**Passage shown:**
These ten papers are the only ones we could find that tested a pose prediction from docking screens by crystallography and compared the prediction with the crystal structure. It is noteworthy that most of these successes are on very small ligands, with very few internal degrees of freedom. After 15 years of docking, we are amazed by how few cases were reported, and how few real “lead like” or “drug like” molecules are represented. It has to be emphasized again that we do not consider only studies that were clear docking successes as valuable reports that will advance the field; quite the contrary, those studies that also report the failures are the ones that will allow changes to the docking engines.

We now turn to cases that are still instructive without being completely ideal case studies according to the criteria we set forth in the Introduction [Table (3)]. We do not claim that this list is complete, many more studies might fulfill the relaxed criteria, but we would like to highlight some aspects we consider important.

Less than complete studies

In an article by Wu et al., the discovery of a novel family of inhibitors of cyclin-dependent kinase (CDK) was reported [32]. The software used was LIDAEUS, a further development of its predecessors SANDOCK and PROBIS. With it, a library of 50,000 commercially available drug-like molecules was screened and in the first round, the top-ranking 120 molecules were assayed at a fixed concentration of 5 µM, yielding 17 actives. In a second round, the parameters of the LIDAEUS program were optimized and the entire database was processed again. The top-ranking 28 molecules were tested in a biochemical assay, and 8 showed at least 30% activity at 30 µM. The authors then focused on a trio of molecules with a common 2-amino-4-heteroarylpyrimidine scaffold, and the most potent compound out of this set bound with an IC50 of 2.2 µM. Structure-based design yielded a fourth compound with an improved IC50 of 0.9 µM. All four compounds were crystallized. Regarding the quality of the computational poses, the authors remark that the x-ray pose of compound 1 “shows a significant twist of 35° about the bond linking the two aromatic rings”, whereas the model was planar [Fig. (10)]. They then attempt to refine the docked pose by allowing the docking program to dock the twisted conformation (LIDAEUS rotates single bonds only in order to optimize hydrogen bonds) and the best scoring pose has an RMSD of 1.60 Å. We consider this study to be a partial docking success.

**Data records:**

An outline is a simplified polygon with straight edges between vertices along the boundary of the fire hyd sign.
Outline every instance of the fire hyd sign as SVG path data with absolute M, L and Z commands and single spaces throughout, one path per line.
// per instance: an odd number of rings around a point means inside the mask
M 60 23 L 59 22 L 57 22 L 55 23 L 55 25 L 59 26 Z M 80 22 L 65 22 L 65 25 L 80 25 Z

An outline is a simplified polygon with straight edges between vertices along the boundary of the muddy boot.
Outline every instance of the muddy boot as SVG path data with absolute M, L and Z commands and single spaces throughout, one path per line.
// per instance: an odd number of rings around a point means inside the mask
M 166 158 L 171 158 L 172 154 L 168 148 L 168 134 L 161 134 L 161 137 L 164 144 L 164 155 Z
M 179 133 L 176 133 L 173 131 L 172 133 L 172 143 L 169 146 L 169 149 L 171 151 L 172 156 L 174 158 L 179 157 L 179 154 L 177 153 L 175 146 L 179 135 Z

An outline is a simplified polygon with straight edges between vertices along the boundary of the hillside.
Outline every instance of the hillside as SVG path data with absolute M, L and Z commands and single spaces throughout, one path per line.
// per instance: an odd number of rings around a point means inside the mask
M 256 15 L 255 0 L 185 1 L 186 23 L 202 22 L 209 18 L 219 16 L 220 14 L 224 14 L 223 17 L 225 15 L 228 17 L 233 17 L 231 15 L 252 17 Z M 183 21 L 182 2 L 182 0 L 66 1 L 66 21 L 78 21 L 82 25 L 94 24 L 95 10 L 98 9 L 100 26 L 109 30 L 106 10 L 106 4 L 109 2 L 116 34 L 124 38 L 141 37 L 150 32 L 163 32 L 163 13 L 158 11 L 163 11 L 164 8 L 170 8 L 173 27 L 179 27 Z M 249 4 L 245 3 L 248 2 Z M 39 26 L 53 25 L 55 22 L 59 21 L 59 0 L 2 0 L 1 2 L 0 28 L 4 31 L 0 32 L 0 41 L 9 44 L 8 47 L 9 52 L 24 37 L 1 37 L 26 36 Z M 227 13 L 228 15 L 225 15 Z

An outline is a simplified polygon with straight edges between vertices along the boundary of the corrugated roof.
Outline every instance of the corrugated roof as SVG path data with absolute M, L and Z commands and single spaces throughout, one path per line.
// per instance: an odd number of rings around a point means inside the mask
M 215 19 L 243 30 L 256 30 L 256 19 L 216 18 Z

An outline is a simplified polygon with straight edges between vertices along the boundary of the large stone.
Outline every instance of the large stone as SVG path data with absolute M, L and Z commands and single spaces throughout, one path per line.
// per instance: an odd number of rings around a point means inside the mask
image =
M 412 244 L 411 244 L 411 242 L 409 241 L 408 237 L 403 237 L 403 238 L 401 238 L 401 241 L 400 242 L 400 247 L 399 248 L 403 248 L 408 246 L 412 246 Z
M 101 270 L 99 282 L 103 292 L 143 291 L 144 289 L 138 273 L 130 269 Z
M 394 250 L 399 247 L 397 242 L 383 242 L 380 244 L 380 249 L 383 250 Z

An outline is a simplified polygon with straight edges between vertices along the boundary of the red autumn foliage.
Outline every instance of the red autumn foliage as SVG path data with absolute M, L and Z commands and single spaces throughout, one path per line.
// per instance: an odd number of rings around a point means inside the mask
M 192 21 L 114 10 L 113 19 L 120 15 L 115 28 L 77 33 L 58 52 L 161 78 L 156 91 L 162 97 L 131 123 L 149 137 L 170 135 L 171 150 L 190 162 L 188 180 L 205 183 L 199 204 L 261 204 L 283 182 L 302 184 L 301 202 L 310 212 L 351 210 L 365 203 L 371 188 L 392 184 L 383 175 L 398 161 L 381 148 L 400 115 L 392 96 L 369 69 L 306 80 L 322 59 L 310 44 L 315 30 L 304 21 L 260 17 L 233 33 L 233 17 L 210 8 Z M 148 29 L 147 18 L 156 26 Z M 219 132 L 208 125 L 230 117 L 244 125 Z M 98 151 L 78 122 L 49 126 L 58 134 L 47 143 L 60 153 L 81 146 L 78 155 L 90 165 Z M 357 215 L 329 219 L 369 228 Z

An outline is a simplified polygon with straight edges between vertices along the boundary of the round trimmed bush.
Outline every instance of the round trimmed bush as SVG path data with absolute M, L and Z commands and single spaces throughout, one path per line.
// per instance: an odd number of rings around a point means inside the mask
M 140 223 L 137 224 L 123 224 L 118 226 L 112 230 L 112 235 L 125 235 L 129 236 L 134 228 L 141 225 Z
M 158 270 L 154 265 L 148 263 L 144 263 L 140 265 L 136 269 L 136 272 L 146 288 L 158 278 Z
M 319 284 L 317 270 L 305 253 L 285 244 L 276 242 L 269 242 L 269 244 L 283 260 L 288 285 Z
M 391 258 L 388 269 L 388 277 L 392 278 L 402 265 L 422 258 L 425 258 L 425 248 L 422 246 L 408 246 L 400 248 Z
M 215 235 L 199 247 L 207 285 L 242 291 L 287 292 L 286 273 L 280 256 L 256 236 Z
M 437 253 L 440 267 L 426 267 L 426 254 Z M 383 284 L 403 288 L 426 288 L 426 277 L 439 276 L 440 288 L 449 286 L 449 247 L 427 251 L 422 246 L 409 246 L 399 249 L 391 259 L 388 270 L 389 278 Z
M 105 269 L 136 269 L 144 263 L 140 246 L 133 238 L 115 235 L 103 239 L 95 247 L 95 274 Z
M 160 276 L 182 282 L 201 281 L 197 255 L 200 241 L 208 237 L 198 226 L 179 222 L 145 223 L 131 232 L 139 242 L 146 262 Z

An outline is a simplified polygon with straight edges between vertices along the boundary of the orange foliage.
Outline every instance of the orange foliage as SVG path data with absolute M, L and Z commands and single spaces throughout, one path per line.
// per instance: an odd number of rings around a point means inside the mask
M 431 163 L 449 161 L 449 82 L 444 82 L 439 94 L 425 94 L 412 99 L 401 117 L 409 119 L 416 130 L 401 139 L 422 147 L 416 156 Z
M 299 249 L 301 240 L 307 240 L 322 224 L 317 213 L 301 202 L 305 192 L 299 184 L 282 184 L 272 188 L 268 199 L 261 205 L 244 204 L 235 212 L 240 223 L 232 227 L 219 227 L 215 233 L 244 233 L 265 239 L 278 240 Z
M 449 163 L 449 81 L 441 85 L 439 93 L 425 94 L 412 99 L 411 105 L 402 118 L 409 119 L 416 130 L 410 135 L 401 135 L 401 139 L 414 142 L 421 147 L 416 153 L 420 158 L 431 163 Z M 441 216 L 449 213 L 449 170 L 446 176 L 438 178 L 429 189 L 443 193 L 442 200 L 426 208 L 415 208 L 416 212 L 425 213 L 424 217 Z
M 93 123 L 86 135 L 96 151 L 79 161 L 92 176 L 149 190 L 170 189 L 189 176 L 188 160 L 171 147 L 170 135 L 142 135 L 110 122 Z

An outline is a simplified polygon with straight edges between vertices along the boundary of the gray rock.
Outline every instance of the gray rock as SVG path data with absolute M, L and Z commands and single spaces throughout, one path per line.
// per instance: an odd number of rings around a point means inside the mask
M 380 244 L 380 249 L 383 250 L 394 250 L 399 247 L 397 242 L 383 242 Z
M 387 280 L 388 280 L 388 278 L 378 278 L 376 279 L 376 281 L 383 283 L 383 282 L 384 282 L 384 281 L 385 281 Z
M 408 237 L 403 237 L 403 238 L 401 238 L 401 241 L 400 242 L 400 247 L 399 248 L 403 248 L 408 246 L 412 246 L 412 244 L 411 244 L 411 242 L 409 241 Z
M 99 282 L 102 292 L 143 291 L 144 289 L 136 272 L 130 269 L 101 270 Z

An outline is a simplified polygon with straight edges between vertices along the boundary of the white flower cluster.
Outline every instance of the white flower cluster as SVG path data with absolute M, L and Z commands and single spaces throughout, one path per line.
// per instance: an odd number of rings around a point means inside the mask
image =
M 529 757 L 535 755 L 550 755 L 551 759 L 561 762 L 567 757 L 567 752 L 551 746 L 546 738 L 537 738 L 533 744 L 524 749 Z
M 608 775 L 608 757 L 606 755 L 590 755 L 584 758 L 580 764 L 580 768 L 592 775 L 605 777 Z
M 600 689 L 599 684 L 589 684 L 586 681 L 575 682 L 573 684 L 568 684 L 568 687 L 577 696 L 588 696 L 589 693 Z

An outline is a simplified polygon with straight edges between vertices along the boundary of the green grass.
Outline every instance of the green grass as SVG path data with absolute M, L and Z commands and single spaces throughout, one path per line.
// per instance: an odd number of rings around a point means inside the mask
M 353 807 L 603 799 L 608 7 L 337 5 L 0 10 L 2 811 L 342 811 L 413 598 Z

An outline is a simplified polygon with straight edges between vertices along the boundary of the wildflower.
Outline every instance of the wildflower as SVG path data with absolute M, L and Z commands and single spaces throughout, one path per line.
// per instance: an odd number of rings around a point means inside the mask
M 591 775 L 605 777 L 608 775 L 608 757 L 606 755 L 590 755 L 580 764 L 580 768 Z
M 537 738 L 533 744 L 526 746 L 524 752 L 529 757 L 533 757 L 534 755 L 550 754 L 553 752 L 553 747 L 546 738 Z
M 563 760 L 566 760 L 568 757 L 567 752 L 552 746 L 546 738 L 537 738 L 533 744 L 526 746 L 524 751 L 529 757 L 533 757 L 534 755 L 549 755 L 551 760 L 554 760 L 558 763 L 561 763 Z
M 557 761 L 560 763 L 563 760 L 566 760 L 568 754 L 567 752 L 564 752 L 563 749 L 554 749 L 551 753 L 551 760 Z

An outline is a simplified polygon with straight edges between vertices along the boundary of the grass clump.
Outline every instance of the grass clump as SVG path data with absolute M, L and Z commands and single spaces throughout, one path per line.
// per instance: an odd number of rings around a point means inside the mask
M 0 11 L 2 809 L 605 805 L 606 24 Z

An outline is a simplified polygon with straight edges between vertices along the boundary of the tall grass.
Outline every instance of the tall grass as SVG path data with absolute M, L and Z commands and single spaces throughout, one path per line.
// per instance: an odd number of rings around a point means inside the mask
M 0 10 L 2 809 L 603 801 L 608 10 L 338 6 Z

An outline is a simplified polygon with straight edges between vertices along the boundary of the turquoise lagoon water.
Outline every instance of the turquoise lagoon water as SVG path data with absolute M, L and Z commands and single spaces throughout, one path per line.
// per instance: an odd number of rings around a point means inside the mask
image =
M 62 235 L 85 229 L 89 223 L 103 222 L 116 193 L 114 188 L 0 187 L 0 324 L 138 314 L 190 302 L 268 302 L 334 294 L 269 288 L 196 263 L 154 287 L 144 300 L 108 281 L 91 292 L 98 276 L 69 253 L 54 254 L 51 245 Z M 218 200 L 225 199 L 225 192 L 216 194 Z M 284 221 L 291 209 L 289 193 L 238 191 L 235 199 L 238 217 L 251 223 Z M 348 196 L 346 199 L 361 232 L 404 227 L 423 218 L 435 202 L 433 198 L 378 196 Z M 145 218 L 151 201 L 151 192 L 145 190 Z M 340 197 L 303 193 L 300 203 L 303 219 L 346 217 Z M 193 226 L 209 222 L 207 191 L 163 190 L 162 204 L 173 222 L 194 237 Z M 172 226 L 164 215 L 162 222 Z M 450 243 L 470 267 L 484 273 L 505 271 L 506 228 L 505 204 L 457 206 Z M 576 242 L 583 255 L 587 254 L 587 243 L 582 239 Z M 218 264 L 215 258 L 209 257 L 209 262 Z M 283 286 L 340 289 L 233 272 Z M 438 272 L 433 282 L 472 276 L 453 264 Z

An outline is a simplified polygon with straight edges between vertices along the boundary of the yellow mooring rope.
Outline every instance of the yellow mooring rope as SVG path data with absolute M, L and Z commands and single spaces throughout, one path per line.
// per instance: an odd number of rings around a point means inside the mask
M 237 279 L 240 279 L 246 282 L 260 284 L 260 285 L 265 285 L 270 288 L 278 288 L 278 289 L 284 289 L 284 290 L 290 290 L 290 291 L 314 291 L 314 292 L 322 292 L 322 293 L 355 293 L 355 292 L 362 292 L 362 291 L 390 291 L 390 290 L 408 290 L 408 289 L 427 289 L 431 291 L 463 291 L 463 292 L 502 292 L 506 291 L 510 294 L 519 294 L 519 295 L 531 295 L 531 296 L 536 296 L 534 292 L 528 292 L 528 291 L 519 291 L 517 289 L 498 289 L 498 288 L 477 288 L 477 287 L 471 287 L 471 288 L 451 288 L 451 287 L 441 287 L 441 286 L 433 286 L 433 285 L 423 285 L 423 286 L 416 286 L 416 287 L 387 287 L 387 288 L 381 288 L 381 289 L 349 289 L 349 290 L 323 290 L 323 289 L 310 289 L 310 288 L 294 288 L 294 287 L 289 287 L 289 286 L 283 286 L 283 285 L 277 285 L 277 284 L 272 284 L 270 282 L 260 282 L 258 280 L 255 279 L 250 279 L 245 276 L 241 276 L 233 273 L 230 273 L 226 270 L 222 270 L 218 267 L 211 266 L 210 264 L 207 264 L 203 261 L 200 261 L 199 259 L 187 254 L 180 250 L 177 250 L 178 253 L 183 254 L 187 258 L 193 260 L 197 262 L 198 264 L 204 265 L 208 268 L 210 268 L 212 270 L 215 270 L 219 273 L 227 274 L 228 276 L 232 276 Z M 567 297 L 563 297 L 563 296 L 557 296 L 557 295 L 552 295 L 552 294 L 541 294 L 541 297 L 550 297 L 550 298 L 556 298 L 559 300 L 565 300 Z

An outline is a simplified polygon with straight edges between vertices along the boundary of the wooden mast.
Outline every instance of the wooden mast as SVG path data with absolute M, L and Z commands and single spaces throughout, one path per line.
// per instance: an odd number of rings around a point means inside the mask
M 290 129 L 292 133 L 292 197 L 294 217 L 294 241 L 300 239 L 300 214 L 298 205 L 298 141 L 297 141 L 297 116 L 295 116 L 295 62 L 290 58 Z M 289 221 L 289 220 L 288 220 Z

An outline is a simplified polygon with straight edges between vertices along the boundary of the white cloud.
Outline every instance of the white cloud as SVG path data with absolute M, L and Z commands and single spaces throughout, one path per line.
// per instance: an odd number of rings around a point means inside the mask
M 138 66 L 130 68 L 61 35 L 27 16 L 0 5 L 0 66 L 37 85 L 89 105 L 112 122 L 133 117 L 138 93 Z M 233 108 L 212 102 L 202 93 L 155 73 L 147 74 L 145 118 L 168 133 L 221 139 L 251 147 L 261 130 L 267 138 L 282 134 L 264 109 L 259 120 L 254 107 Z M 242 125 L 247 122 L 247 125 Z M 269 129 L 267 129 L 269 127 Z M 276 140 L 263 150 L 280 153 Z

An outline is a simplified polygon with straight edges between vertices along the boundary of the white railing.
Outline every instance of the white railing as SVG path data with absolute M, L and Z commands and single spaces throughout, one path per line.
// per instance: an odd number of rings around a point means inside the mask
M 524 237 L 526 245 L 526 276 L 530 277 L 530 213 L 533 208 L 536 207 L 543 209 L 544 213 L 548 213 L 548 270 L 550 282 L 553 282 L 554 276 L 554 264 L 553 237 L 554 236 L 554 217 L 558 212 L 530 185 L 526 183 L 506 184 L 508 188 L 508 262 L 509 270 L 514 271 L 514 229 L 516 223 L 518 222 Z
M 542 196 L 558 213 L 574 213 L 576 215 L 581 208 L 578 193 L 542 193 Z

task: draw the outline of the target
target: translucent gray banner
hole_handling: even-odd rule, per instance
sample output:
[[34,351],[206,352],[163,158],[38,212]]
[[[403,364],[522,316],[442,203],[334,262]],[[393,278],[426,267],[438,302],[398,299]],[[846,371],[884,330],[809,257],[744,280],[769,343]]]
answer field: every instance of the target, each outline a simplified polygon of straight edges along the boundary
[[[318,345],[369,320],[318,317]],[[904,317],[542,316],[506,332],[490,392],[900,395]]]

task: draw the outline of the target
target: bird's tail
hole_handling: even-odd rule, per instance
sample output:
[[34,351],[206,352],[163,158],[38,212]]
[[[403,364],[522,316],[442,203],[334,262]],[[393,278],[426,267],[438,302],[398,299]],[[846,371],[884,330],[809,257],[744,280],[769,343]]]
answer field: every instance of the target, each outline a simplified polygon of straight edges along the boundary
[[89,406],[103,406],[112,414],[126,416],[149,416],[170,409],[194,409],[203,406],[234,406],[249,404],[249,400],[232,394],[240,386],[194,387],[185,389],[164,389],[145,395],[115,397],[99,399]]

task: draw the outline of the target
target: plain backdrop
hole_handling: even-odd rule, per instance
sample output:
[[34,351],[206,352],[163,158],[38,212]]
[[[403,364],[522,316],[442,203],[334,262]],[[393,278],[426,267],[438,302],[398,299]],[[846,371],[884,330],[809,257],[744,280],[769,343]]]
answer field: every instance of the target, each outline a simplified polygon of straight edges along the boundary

**Exercise:**
Answer from the passage on docking studies:
(a) How many papers did the authors find that tested a docking pose prediction by crystallography?
(b) In the first round of the Wu et al. screen, how many actives came from the 120 top-ranking molecules?
(c) What RMSD did the best scoring pose have after the refined docking?

**Output of the exercise:**
(a) Ten
(b) 17
(c) 1.60 Å